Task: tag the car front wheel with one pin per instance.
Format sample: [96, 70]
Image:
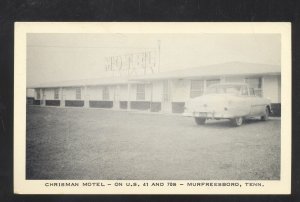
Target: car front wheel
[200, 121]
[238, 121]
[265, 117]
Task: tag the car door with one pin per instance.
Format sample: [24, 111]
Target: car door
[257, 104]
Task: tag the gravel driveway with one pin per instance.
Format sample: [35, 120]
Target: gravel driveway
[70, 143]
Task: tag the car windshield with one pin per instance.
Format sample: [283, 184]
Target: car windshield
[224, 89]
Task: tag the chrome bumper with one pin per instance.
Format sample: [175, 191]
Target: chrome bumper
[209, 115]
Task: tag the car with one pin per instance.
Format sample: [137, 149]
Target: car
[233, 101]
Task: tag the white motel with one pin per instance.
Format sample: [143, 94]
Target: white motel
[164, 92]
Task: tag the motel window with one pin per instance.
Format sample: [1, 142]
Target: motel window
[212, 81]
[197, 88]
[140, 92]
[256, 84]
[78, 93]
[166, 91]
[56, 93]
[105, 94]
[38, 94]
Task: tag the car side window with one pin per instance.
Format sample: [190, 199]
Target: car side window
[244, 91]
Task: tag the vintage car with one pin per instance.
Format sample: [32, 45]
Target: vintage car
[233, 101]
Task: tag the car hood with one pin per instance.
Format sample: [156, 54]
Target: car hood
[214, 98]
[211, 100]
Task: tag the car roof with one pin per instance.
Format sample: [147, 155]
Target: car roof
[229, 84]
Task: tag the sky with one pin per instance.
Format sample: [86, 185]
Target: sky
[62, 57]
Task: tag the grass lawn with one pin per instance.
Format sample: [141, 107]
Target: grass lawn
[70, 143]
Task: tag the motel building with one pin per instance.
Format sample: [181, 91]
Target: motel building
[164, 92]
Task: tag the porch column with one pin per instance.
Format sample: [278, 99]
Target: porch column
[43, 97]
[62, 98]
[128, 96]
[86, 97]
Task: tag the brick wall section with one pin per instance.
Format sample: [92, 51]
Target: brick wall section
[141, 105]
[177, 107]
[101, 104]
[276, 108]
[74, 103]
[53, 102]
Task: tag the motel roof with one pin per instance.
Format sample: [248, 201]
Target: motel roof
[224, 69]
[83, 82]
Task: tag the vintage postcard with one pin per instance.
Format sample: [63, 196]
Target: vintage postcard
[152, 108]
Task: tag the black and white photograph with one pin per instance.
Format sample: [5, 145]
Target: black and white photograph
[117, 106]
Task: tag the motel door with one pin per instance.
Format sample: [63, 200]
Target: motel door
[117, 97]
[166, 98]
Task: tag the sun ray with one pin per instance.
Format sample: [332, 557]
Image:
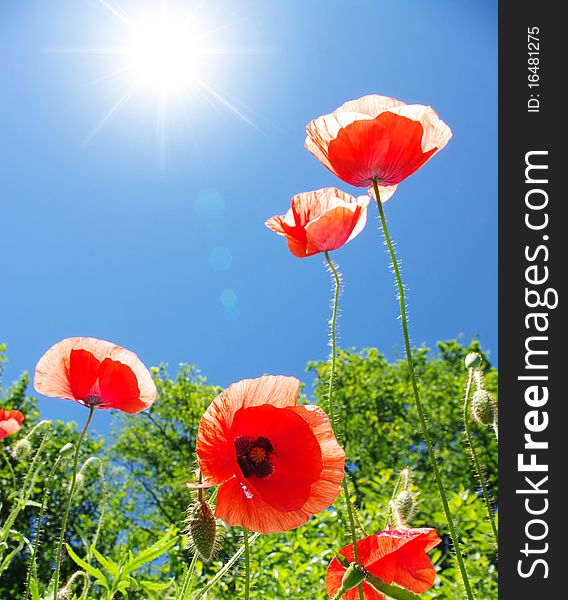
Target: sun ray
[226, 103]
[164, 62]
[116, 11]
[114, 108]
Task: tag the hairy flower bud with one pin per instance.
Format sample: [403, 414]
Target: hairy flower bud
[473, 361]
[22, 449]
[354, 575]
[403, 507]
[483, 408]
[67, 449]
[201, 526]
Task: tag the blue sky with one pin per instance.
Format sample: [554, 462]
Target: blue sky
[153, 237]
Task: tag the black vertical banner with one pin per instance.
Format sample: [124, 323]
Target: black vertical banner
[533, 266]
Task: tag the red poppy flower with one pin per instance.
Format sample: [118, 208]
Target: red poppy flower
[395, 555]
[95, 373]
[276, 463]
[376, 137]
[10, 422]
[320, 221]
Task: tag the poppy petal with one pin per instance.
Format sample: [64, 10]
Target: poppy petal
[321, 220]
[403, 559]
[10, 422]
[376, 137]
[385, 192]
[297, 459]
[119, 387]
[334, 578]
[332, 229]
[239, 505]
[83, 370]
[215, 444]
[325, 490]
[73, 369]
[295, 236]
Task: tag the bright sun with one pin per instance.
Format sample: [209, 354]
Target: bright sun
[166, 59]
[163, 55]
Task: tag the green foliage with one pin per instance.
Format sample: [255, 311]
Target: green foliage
################
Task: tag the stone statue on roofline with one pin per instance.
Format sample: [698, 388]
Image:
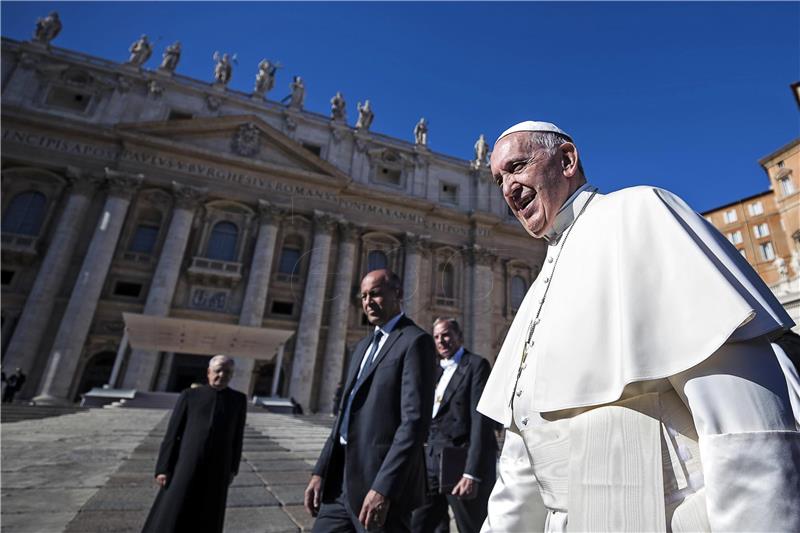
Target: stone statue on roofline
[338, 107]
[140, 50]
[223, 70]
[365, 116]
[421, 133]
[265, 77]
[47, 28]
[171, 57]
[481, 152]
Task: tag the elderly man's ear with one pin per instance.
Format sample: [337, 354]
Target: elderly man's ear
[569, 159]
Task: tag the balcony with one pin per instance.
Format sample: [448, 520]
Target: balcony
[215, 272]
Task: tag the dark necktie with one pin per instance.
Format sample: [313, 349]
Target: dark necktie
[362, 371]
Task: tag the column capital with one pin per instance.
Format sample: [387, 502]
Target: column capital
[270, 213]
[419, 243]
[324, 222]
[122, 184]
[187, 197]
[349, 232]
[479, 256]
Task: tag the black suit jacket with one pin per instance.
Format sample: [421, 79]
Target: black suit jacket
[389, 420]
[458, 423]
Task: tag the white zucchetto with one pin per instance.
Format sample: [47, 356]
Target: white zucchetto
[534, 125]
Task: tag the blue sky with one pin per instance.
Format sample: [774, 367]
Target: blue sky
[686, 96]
################
> [YOUR INSTRUCTIONS] Output exactly those lines of the data above that run from the line with "Task: tag the car front" up to and including the line with "Format sample: [63, 196]". No pictures go in.

> [FINAL ANSWER]
Task: tag the car front wheel with one pin per instance.
Format sample: [96, 70]
Image:
Target: car front wheel
[200, 121]
[238, 121]
[265, 117]
Task: tag the car door with one pin per instance.
Format sample: [24, 111]
Target: car door
[257, 104]
Task: tag the gravel driveway with one pin per instance.
Format sample: [35, 120]
Target: gravel driveway
[70, 143]
Task: tag the car windshield with one pin per instance.
Format sample: [283, 184]
Target: car windshield
[224, 89]
Task: tag the chrome bumper with one pin per instance.
Format sample: [175, 191]
Target: chrome bumper
[209, 115]
Task: tag the car with one pin per instance.
Format sample: [137, 149]
Target: car
[233, 101]
Task: tag the white motel with one pin per instance.
Format sample: [143, 94]
Target: white motel
[164, 92]
Task: tag the motel window with one pin per instance.
Format sample: [1, 142]
Target: motel window
[212, 81]
[197, 88]
[140, 92]
[256, 84]
[78, 93]
[166, 91]
[56, 93]
[105, 94]
[38, 94]
Task: tag the car side window with one pin per instance.
Format sample: [190, 199]
Target: car side window
[244, 91]
Task: tag the vintage car with one pin per instance.
Format sample: [32, 45]
Target: vintage car
[233, 101]
Task: tag the car hood with one pin per instance.
Format sample: [156, 54]
Target: car hood
[214, 98]
[211, 100]
Task: tag the car roof with one pin per instance.
Format sample: [147, 155]
Target: car roof
[229, 84]
Task: tag the sky with one pin per instance.
Format sample: [86, 185]
Target: sky
[62, 57]
Task: tag the grass lawn with one pin per instance.
Format sample: [141, 107]
Target: grass lawn
[70, 143]
Task: tag the motel building with one pin per instance.
Format sample: [181, 91]
Target: motel building
[164, 92]
Task: tag the porch column with one pin per instance.
Format sample: [278, 99]
Target: porch column
[43, 97]
[62, 98]
[128, 96]
[86, 97]
Task: tag the brick wall section with one pin per instance.
Format sample: [92, 51]
Target: brick wall section
[141, 105]
[177, 107]
[101, 104]
[276, 108]
[74, 103]
[53, 102]
Task: tag the motel roof with one pin per instance.
Format sample: [248, 201]
Target: motel roof
[224, 69]
[83, 82]
Task: tag the vintage postcard with one pin per instance.
Format sample: [63, 196]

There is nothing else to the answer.